(WHAT THE TASK ASKS): Copy the lines below exactly. No picture goes into the copy.

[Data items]
-=-=-

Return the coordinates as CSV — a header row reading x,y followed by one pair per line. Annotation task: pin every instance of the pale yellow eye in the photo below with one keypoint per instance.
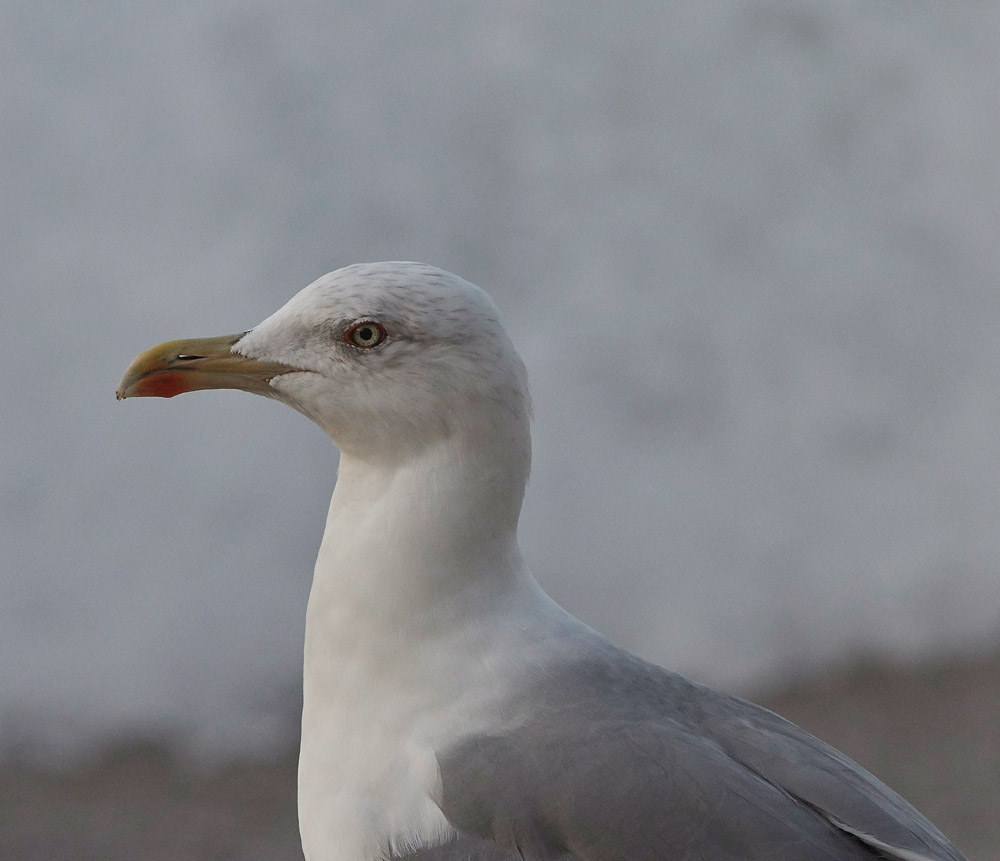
x,y
365,335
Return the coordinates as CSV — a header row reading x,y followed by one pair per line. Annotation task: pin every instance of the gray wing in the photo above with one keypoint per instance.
x,y
613,758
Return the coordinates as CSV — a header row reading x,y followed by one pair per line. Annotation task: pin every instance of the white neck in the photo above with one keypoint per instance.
x,y
418,573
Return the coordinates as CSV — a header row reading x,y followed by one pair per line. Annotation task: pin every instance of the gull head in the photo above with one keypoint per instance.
x,y
387,358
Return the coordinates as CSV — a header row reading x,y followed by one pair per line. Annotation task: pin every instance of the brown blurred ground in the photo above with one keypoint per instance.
x,y
933,733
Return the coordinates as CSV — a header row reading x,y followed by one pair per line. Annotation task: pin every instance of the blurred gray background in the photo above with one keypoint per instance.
x,y
748,251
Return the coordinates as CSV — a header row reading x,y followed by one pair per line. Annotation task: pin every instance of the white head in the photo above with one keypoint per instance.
x,y
388,358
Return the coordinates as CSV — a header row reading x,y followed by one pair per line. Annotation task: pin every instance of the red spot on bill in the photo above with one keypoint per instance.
x,y
164,384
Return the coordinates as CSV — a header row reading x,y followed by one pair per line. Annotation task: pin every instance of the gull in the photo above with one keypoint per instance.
x,y
452,710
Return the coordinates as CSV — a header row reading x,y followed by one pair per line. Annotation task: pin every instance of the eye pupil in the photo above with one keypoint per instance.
x,y
365,335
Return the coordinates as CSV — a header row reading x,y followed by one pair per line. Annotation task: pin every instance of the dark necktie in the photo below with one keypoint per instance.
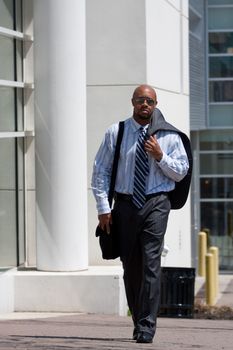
x,y
141,171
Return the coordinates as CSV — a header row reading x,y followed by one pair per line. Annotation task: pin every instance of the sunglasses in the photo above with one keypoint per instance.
x,y
141,100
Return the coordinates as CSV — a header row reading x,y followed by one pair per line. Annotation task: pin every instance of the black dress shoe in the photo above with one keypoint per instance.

-=-=-

(RESULT):
Return the coordinates as CSV — a header row reading x,y followed by one pair per line. Annotation task: pin every instance of the pale yellow eye in the photo below with one keypoint per instance.
x,y
365,335
Return the coordinates as CSV — a header row reading x,y followed by one pair per line. Annotation task: pin every instance of the gray wing in the photo above with one keypoint per instance.
x,y
613,758
Return the coordinates as CSV — a header row reading x,y followed by one pair per line. Annotation task: pin every instance of the white neck in the photo above with one keypoint per instance.
x,y
418,573
Return the coordinates as CSV — a header row reading x,y followed by one pair per line. Annotation task: pin every instance of the gull head in the photo above with one keypoint per instance.
x,y
387,358
Return the coordinates as CSV — a header row reading x,y followed by one pair per line. Annotation task: pin every instance of the brown blurred ground in the photo above with one keypoint per instance.
x,y
933,733
Return the coordinates as CSV — a header row reading x,y followed by one pair per line. Annotation task: pin every instance of the blurred gray background in the photo above with one keypoint per instance.
x,y
748,251
Return the coordinates as CSV — a header row reading x,y followed by one pair per line. Annotation task: pin every instance of the white head in the photo above with one keypoint per instance.
x,y
388,358
Return the coordinates as CSV — a header row reading x,y followed by one pair per line. Annotation task: pin every instance of the red spot on bill in the photo above with one keypoint per instance.
x,y
164,384
Return the coordinates as CSV — a header row reading x,y followed by one pair per line. Annotation task: pin every instance of the gull in the photo above with one keypoint per instance.
x,y
452,710
Return the coordinates as CSV — a header row reading x,y followed by one pair per line. Annotation task: pin every instance of the eye pupil in the photo above with one keypoint per instance.
x,y
365,335
Return the coordinates as CSV — a header row reading x,y followed by one pair per line. Annotation task: pin every instance of the dark necktie in the photo below with one keypoint per instance.
x,y
141,171
Return the coordinates as CSV — a header row reading x,y followed by one pair per line. Annotation task: pin every instance of the sunglasses in the photo above with one keypoint per instance.
x,y
141,100
Return the coordinates as CSV — a header row reading x,y followed by one pair per line. Annotation task: pin every instance of the black dress shoe in the photo above with one keypoint per instance.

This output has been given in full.